#### Written instruction:
The required result is the exact run of lines beginning at the one containing "Would you mind pointing out the open" and ending at the last line of the entries.

(Entries from a pointing dataset)

────────────────────

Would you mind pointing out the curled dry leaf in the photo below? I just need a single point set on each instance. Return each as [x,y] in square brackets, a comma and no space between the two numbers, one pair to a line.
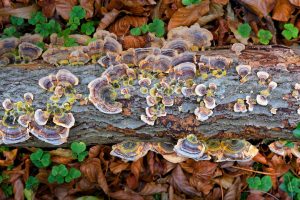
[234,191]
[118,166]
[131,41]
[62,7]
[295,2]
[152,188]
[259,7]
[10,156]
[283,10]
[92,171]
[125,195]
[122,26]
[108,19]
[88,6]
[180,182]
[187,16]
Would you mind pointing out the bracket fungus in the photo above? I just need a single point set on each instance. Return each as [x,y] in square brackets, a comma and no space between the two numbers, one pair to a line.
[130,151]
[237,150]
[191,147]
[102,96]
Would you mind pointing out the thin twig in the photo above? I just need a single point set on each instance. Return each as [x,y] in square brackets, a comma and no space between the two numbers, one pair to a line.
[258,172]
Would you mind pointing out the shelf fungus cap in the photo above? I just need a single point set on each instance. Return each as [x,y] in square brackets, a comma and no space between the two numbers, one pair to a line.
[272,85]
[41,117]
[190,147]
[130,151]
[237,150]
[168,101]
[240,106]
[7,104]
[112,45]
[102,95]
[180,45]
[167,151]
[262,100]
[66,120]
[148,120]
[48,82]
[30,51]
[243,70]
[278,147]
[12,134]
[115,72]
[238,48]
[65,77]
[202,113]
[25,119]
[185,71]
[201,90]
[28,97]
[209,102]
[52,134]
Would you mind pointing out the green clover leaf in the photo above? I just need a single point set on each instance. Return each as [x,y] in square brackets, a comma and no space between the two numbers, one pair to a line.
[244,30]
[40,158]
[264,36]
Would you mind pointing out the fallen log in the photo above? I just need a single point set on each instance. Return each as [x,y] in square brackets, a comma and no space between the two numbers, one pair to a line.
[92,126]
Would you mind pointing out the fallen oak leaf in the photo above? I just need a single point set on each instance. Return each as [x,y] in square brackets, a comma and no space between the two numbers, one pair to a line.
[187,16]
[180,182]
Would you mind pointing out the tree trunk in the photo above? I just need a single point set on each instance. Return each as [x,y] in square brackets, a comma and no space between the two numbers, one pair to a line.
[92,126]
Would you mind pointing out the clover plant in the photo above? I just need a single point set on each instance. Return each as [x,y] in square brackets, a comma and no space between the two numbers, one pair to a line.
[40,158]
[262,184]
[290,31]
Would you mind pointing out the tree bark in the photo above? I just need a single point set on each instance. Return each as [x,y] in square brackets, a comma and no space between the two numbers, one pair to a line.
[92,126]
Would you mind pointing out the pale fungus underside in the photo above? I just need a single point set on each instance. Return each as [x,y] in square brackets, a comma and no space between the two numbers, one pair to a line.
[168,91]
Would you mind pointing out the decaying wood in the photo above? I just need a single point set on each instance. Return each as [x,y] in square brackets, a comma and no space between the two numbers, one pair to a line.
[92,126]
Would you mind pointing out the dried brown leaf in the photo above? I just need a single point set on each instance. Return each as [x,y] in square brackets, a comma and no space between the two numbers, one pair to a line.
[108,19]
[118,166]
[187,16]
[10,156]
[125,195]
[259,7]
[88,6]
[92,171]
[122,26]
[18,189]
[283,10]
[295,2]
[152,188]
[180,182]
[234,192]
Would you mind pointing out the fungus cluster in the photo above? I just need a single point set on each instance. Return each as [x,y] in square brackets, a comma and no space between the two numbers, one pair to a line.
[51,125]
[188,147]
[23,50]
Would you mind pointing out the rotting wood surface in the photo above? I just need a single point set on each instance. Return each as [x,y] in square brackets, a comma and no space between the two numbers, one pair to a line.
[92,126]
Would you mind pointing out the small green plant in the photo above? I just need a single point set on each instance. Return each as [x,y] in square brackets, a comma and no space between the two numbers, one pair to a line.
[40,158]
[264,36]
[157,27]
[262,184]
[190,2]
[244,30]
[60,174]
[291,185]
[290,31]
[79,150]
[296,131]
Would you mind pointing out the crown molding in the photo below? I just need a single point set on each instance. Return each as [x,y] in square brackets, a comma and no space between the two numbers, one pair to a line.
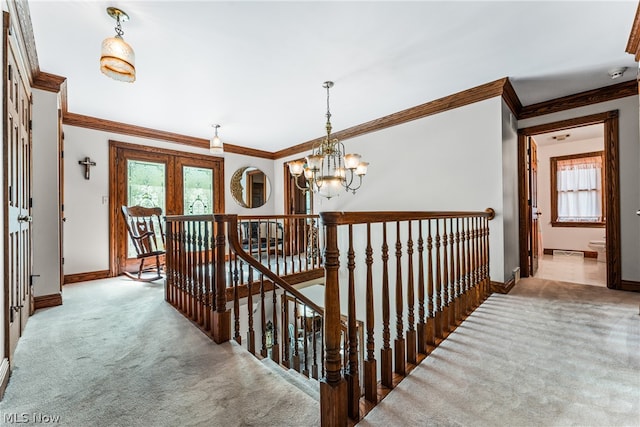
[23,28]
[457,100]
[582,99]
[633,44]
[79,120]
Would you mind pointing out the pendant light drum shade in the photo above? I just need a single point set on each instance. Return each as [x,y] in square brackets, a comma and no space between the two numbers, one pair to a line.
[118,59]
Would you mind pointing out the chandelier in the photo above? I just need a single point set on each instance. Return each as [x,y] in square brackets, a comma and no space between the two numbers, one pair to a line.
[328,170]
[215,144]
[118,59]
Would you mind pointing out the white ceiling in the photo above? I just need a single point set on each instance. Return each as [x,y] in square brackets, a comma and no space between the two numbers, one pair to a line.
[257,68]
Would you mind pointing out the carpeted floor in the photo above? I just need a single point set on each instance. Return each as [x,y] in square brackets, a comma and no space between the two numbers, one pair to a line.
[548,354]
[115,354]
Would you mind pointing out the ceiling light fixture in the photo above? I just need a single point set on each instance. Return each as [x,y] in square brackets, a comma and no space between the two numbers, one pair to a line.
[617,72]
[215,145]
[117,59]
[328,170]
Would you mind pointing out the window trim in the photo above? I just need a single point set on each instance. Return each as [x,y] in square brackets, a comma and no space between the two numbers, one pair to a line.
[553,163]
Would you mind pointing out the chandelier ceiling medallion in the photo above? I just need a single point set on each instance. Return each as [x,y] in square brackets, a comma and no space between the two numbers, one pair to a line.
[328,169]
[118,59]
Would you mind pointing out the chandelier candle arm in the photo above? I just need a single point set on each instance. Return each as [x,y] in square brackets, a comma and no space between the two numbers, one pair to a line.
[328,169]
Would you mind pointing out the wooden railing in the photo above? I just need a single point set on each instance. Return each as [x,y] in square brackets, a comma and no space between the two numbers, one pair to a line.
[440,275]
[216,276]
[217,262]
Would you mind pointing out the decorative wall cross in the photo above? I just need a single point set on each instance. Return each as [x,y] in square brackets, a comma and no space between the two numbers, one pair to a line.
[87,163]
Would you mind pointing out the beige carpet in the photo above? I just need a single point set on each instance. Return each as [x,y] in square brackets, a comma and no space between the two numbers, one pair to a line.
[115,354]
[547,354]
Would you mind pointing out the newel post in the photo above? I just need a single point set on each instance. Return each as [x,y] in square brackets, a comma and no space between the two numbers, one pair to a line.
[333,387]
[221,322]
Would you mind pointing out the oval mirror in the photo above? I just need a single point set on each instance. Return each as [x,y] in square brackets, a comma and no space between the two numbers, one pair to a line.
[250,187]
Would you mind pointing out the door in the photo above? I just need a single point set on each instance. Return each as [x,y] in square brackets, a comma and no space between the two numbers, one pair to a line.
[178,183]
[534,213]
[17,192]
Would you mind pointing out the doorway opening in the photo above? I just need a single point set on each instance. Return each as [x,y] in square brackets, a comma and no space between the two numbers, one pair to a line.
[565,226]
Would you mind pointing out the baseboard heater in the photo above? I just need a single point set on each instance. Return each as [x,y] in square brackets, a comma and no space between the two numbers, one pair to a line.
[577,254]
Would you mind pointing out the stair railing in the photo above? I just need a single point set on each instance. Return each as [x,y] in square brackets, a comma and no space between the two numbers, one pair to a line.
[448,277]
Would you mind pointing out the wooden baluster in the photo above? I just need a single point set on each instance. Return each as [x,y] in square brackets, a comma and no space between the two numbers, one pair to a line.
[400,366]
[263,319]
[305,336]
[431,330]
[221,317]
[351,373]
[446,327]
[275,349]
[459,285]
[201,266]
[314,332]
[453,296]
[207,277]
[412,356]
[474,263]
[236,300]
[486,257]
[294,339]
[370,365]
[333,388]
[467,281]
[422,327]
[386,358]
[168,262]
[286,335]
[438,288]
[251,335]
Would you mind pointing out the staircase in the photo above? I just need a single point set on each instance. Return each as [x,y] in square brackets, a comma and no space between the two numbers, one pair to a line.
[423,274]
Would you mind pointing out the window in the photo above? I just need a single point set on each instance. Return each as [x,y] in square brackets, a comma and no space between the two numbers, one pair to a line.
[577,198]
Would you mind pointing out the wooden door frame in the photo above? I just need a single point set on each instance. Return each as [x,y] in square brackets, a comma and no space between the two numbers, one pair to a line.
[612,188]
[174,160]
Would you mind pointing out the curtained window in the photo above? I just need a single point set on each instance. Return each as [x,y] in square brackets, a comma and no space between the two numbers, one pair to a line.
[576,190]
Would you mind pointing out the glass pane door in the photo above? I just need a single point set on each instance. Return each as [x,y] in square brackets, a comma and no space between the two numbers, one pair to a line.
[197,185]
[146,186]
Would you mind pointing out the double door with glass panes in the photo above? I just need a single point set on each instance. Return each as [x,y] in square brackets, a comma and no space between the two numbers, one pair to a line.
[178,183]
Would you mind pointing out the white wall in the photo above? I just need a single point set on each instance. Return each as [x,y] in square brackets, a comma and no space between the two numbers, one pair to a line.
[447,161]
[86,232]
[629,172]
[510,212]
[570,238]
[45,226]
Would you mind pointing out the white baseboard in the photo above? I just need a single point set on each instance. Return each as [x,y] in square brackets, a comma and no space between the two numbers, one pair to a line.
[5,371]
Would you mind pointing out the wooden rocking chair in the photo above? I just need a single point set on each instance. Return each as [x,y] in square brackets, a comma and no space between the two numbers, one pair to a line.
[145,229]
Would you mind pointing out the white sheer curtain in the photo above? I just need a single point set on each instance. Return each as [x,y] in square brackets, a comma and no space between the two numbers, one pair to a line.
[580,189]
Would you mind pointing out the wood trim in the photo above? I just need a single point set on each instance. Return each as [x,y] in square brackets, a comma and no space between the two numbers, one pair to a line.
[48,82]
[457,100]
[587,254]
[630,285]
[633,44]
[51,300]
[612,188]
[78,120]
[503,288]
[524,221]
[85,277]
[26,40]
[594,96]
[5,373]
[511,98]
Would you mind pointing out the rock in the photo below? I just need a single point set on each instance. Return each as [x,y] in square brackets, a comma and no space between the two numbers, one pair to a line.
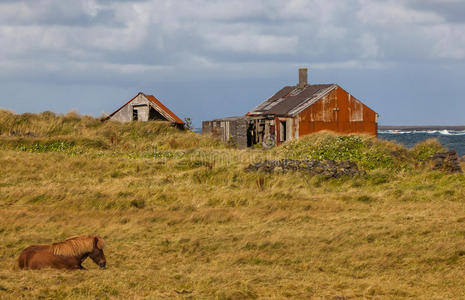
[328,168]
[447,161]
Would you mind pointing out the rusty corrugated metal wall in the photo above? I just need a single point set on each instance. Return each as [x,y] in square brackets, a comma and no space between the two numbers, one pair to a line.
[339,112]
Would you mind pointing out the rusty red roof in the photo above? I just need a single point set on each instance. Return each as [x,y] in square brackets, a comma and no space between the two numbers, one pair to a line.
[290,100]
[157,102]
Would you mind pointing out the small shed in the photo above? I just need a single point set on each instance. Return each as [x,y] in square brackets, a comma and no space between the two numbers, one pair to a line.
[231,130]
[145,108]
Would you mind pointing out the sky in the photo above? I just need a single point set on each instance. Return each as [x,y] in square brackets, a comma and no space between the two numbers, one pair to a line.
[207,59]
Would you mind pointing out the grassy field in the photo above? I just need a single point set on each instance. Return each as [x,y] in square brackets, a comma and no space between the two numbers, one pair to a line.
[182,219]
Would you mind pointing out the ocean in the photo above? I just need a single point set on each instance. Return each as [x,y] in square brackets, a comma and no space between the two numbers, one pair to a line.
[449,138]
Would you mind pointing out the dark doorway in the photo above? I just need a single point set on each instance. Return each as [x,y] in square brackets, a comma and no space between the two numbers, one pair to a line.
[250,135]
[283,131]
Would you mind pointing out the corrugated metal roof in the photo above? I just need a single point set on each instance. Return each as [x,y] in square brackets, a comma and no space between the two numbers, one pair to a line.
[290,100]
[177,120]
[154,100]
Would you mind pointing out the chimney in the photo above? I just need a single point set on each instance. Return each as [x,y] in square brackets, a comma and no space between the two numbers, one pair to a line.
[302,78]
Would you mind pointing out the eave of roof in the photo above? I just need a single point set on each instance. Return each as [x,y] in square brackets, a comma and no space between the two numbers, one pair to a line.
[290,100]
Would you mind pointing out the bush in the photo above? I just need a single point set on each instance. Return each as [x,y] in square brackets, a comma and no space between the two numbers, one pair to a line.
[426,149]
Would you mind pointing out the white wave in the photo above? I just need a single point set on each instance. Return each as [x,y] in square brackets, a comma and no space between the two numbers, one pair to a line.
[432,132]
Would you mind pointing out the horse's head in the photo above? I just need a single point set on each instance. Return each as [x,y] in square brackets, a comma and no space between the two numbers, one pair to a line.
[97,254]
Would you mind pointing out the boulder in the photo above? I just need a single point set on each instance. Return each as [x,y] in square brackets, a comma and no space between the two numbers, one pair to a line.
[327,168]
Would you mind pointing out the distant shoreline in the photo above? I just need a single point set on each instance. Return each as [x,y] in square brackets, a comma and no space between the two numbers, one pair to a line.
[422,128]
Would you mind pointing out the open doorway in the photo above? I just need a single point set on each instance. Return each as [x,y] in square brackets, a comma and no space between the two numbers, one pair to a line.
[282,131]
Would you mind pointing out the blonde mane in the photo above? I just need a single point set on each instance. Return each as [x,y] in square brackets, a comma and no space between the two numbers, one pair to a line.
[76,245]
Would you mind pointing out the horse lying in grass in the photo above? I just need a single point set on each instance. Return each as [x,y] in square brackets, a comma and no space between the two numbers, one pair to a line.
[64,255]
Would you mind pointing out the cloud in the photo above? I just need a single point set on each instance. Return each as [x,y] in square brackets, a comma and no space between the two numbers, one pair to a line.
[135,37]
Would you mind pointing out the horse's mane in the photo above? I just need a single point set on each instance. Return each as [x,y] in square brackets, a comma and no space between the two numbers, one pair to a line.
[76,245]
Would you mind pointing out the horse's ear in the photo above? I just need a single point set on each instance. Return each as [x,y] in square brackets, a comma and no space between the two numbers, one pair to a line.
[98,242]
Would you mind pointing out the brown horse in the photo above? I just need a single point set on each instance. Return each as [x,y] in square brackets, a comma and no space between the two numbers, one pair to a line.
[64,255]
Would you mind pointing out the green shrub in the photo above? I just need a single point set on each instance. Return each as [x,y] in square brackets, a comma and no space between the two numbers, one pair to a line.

────────────────────

#### Solved problem:
Would you mind pointing out the open doorway in the photo above? I just need a single point set on each instance. Return each as [x,y] in square brackets, a comma and no space between the two numbers, one pair to a line.
[282,131]
Would you mind pointing out the blonde mane in the photo above? I just need a single point set on each instance. Return each as [x,y] in square brackets, a comma and no space between the two numbers, one pair to a line.
[76,245]
Would you mind pointing out the horse lying in grass in the photo above? I just need a single point set on each instance. Return each as [x,y] in square brackets, a comma and no space between the two numbers, one pair to a line.
[64,255]
Would you mind pointing out the cloud in the photo above? I just need a single point set on each instance. Return each as [x,y] in square brackets, a comma and no space between the two numbers, one pair to a line.
[135,37]
Would you mind pointing out the horse's mane in the photo above? I just need a single point set on each instance. Return each as [x,y] in square brackets, a comma and no space between the two numbers, one pair to a line.
[76,245]
Would you mind pointing out the horse's ear in the photo above? I just need a single point set on each instance. Return each as [x,y] in square brackets, a comma and no space between the two numbers, one pair to a line.
[98,242]
Would you mind pointing out the brown horse in the photo above? I just need a single point set on each instance. Return each as [x,y] in square brackets, a comma and no space between the two numbers, one pair to a line.
[64,255]
Would you mind pointing out the green shrub in the photo above? I just need a single point set on each instance. Return each as [x,y] in square brackets, a comma and no space between the two numbers, one pair to a line.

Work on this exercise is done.